Document passage:
IV selection and validity tests

For the ETR model to be adequately specified, a valid IV included in equation (1)(1) $\mathit{ML}{P}_i^{\ast }={\gamma }_i{X}_i+{\delta }_i\mathit{I}{V}_i+{\epsilon }_i,\mathit{ML}{P}_i=\left\{\begin{array}{c}1,\mathit{if}\mathit{ML}{P}_i^{\ast }>0\\ 0,\mathit{otherwise}\end{array}\right.$(1) but excluded from equation (2)(2) $\mathit{IW}{P}_i={\alpha }_i\mathit{ML}{P}_i+{\beta }_i{X}_i+{\mu }_i$(2) should be discreetly identified. It should be noted that IV identification is always an arduous task in empirical analysis, as it must be correlated with the endogenous treatment variable, but uncorrelated with the outcome variable. However, limited information in the 2021 CLES data makes it impossible to instrument MLP adoption directly using a specific indicator. Therefore, following previous studies (Zheng, Ma & Zhou 2021; Zhu et al., 2020), we synthesized an IV representing the proportion of people using machines for rice land preparation (excluding respondents) in the city sample. The synthesized IV is valid for two reasons. First, farmers’ technology adoption tends to be influenced by their neighbours, friends, relatives and even other villagers around them (Zheng, Ma & Zhou 2021; Zhu et al., 2020). Therefore, farmers in cities with a higher proportion of people who use machines for rice land preparation are more likely to adopt MLP. Second, there are no other pathways, except MLP adoption, through which the synthesized IV can affect the IWP.

To confirm the effectiveness of the synthesized IV further, we checked its validity using falsification, under-identification and weak-identification tests. The results are presented in Table A1 in the supplemental data online. Specifically, the falsification test shows that the IV is significantly correlated with MLP adoption but is not correlated with IWP. Moreover, the statistics of the Anderson Lagrange multiplier and Cragg–Donald weak identification Wald tests in the lower panel of Table A1 online suggest that our IV is immune to the under-identification and weak-identification problems, respectively. Therefore, the IV is appropriate for mitigating endogeneity.

Data and variables

Data

In this study, data derived from the 2021 CLES were examined to assess the association between MLP adoption and IWP. The survey, sponsored by Nanjing Agricultural University (Nanjing, China), was primarily conducted in Jiangsu province. The survey collected samples in three steps using a probability proportional to size (PPS) sampling procedure. In the first step, two counties were randomly selected from each of the 13 prefecture-level cities in Jiangsu. Second, two villages or communities were randomly chosen from each county. In the final step, 40–50 rural residents from each village or community were randomly chosen and interviewed face to face, resulting in a total sample of 2420 rural households. Beyond information on household demographics and socio-economic characteristics, the 2021 CLES data pertain to detailed plot-level information on rice production, such as yield, irrigation access and agricultural inputs. This attribute makes the 2021 CLES data suitable for revealing the relationship between MLP adoption and IWP.

Supplied data:
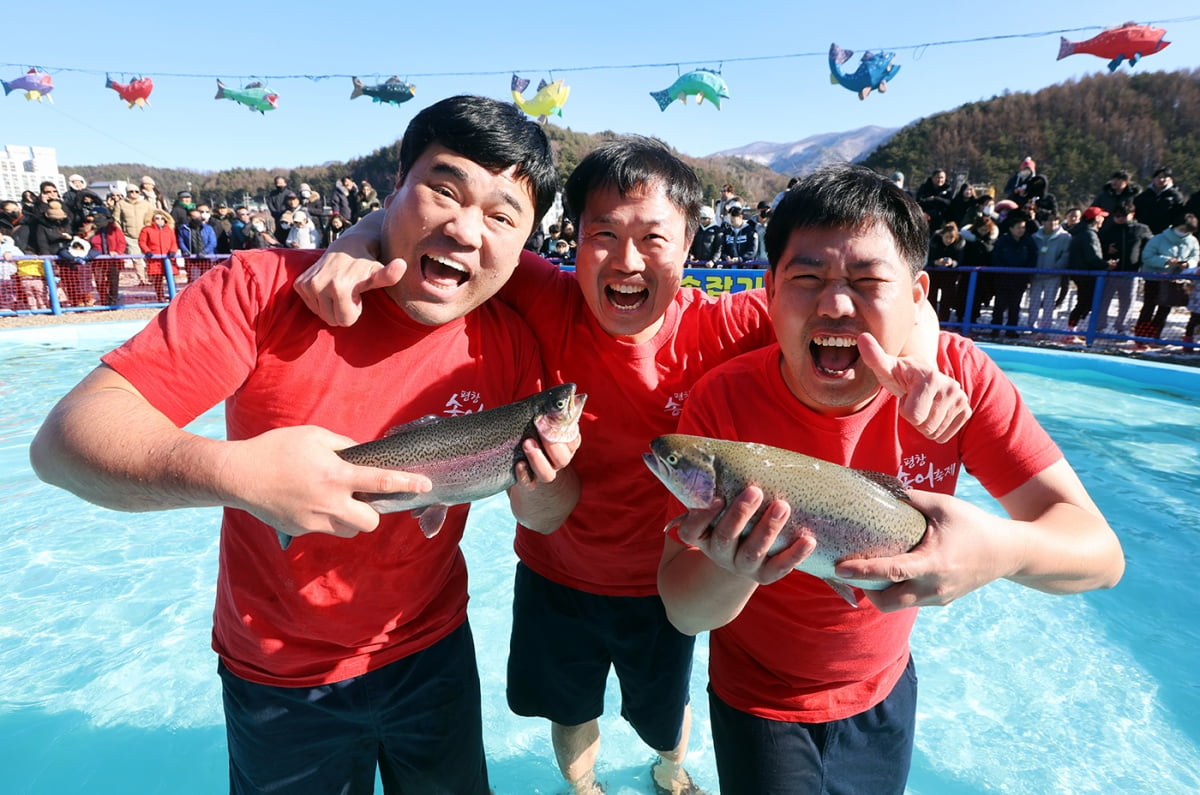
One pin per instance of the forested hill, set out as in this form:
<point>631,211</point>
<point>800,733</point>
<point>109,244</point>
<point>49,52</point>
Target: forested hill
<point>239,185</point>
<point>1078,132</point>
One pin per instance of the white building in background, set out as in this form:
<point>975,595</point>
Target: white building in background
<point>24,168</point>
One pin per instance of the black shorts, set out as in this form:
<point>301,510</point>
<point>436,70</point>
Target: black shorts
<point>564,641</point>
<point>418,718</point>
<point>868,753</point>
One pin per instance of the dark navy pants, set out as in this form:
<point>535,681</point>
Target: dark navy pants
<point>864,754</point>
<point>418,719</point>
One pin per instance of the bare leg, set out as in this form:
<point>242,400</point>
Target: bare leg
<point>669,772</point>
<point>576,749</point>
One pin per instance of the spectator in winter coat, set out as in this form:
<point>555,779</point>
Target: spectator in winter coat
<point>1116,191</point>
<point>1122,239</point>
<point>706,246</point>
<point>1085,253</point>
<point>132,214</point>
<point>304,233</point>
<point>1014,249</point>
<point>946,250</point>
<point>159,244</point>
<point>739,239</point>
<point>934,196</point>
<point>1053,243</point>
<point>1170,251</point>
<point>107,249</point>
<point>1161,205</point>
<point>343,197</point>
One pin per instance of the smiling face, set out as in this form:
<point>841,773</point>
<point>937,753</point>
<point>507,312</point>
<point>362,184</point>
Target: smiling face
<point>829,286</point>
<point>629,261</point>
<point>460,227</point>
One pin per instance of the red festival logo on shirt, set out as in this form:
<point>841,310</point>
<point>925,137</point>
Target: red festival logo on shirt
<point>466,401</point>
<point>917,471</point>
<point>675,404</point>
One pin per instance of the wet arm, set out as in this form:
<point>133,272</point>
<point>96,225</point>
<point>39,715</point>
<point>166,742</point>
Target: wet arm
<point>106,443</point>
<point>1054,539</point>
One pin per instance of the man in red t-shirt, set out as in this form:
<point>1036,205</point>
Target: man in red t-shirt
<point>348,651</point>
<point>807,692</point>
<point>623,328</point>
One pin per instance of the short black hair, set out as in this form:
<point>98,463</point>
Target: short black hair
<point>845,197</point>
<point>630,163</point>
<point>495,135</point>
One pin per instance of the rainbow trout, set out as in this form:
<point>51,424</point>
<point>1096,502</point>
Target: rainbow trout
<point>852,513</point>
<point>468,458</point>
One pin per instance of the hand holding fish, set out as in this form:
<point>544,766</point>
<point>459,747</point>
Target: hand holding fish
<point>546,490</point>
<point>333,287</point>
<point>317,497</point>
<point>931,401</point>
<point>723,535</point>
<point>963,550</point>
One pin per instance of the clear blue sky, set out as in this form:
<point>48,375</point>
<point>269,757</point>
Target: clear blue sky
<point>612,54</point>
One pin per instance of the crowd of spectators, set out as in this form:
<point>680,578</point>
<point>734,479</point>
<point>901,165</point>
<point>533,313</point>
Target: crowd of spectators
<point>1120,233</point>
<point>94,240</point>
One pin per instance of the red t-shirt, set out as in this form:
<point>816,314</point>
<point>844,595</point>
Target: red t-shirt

* * *

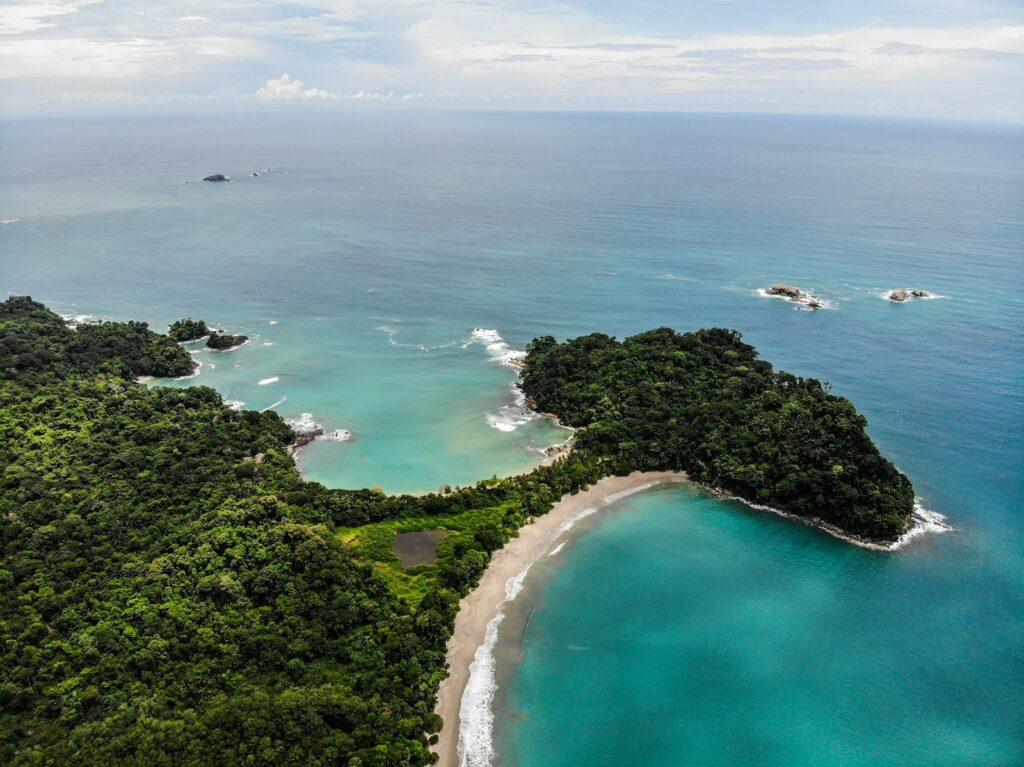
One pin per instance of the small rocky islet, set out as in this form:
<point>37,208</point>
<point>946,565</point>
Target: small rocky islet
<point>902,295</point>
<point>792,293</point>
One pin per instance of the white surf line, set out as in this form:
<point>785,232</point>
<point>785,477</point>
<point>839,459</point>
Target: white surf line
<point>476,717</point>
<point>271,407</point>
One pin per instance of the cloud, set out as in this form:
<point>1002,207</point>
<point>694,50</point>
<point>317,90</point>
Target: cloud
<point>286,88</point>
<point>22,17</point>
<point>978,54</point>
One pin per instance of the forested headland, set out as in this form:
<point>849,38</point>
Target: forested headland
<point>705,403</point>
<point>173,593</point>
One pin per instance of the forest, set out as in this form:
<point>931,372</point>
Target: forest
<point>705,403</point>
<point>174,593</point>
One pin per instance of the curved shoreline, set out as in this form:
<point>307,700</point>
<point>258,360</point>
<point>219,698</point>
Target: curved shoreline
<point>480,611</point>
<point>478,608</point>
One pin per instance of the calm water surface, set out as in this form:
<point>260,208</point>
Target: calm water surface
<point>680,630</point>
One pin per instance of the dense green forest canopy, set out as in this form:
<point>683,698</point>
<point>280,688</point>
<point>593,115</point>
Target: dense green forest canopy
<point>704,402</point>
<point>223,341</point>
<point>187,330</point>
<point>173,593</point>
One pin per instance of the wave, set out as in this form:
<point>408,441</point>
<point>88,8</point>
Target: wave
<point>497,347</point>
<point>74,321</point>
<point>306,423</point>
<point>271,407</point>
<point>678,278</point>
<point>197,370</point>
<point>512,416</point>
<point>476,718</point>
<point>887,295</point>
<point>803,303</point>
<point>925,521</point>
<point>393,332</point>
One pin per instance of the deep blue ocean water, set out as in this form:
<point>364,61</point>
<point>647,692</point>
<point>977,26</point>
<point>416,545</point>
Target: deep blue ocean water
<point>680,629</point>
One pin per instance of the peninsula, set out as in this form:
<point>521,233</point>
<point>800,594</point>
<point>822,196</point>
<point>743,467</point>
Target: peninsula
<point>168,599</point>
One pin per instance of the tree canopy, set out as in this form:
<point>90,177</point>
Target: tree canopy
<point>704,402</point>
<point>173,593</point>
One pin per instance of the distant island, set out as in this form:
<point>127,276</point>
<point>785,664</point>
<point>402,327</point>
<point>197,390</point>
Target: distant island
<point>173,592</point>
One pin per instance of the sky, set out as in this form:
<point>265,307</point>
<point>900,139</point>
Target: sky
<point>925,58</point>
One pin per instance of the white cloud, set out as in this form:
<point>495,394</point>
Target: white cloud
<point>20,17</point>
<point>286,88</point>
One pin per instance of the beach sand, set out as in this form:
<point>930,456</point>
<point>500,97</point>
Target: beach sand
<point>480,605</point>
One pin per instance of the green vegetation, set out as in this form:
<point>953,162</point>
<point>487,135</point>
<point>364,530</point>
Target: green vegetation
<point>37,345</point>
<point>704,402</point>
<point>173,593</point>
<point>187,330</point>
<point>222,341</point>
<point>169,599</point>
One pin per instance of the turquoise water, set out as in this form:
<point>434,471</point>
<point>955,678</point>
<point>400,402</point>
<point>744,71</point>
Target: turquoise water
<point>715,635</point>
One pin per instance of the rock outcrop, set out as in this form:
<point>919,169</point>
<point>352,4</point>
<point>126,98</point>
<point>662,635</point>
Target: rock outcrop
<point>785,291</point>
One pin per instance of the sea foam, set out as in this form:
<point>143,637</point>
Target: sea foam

---

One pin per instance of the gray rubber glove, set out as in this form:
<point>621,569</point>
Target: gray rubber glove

Jobs:
(a) From the passage on instrumental variables, copy word for word the span from "To confirm the" to "for mitigating endogeneity.".
(b) Answer these questions using the passage on instrumental variables:
(i) Which three tests were used to check the validity of the synthesized IV?
(ii) Which institution sponsored the 2021 CLES survey?
(iii) How many rural households made up the total sample?

Answers given:
(a)
To confirm the effectiveness of the synthesized IV further, we checked its validity using falsification, under-identification and weak-identification tests. The results are presented in Table A1 in the supplemental data online. Specifically, the falsification test shows that the IV is significantly correlated with MLP adoption but is not correlated with IWP. Moreover, the statistics of the Anderson Lagrange multiplier and Cragg–Donald weak identification Wald tests in the lower panel of Table A1 online suggest that our IV is immune to the under-identification and weak-identification problems, respectively. Therefore, the IV is appropriate for mitigating endogeneity.

(b)
(i) Falsification, under-identification and weak-identification tests.
(ii) Nanjing Agricultural University.
(iii) 2420.